▶ [What is expected] Copy every line of the material below verbatim, omitting the pictures.

(Annotated coordinate records)
begin

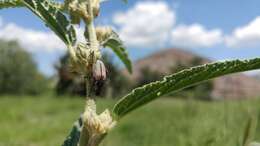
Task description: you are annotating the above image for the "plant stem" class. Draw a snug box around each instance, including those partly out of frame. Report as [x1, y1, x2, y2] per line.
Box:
[85, 0, 98, 50]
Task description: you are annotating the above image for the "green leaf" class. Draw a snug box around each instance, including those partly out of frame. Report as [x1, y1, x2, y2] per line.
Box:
[62, 117, 83, 146]
[0, 0, 24, 9]
[103, 31, 132, 73]
[23, 0, 76, 45]
[113, 58, 260, 118]
[0, 0, 65, 11]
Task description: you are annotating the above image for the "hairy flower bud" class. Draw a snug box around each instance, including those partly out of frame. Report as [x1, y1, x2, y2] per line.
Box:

end

▶ [Output]
Task description: you are annotating the above image for the "plant stem" class. Draw a snug box around each instance, including those partly out of frame. Report as [x1, y1, x2, y2] per line.
Box:
[85, 0, 98, 50]
Task description: you are annotating the above image for the "green leaf" class. Draw a snug box around each instance, including those partly out of frame. Report as [x1, y1, x2, y2] per line.
Box:
[62, 117, 83, 146]
[0, 0, 24, 9]
[103, 31, 132, 73]
[23, 0, 76, 45]
[113, 58, 260, 118]
[0, 0, 65, 11]
Task description: you are annotating the above image for the "hairy flower bud" class. Draw a snug box around each instance, including those partly out of frame. Report as [x1, y1, x2, y2] per line.
Box:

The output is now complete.